Excerpted passage:
The title is misleading, for this blog is actually to be about the notion of “revenge body” alongside California’s not-really-newfound desire to secede from the United States. Yes, I think, these apparently disjoined concepts have something in common.
It is not because California is the ultimate home of the bikini body, though that is a metonymic association worth noting in passing. California, after all, is an epicure’s paradise, the quintessential epicurean paradise. The Epicurean gods surely live there—that ancient school of philosophy believed that they were physical beings made out of better atoms than the rest of us, we who have our “triangles on upside down” (as friend all too recently described me, meaning, I think, that I have less pectoral muscles at the top of my torso than bulge at the waistline). Yet, in California, where the Epicurean gods must live, they drink wine coolers on sometimes nude beaches and, scantily clad, play volleyball until dusk. No, that is not the connection between getting a “revenge body” and the not-so-new movement toward Calexit.
Before we establish that proposed congruity, however, let us consider each of these propositions. A revenge body is not the direct result of “body shaming” but can be related to it. Body shaming is the vaunted superiority of one person over another—the bald, bullying proclamation that someone is fat, out of shape, in need of a makeover of some kind, or the like. The word “lazy” is sometimes used in coordination with “fat.” Such shaming is rarely intended for the benefit of the hearer; rather it is a way that the conveyor of the shame asserts his or her own sense of self-worth. In other words, it is meant to be harmful and nasty to the hearer and self-promoting on the part of the speaker. And it usually does destroy the one person’s self-esteem but does little, in the long run, for that of the perpetrator’s, for that person’s self-esteem is probably much worse off than they know.

What this exercise asks:
1. In the essay on revenge bodies and Calexit, what did the ancient Epicureans believe their gods were made of?
2. The essay on revenge bodies and Calexit defines body shaming as the blunt claim that someone is a certain way. List each of the things it says a body shamer calls someone.
3. Write the next part of the essay on revenge bodies and Calexit, picking up after its last sentence.
The listing after this point has nothing to do with the essay.

Available data:

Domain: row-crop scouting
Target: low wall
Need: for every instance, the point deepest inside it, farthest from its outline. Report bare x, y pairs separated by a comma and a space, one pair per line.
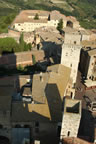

Answer list:
1. Better atoms than the rest of us.

2. Fat, out of shape, and in need of a makeover of some kind.

3.
A revenge body can grow out of suffering that kind of belligerence, in response to it. If it does, however, it is likely to be no better than for the person who seeks a revenge body after a romantic breakup. The “satisfaction” in both cases is but ephemeral, and in fact, not truly satisfying at all, for both are borne out of hatred. The person who gets in shape should do so simply to get in shape; perhaps one motivation might be to please one’s spouse or to present oneself in the best possible light for another reason (like dating), perhaps another simply to be healthy, perhaps yet another to honor God by taking good care of what is, after all, a gift, a very unique and quite personal one, for we did not choose our DNA or the body it produced.
By contrast, seeking to get in shape for revenge must be by default quite unsatisfactory, for one is unlikely ever to see the fruits of the revenge (such as the former girlfriend’s or boyfriend’s face, presumably surprised, perhaps aghast or even shocked); and even if one were to, there is a very good possibility that that person would just be happy for you. “Good to see you, Ralph; you’re looking quite well.” She would probably not be thinking to herself, “You’re looking quite beefcake.” In fact, she would probably just wish you well and move on. All that work for “revenge” producing nothing but good wishes. Wow.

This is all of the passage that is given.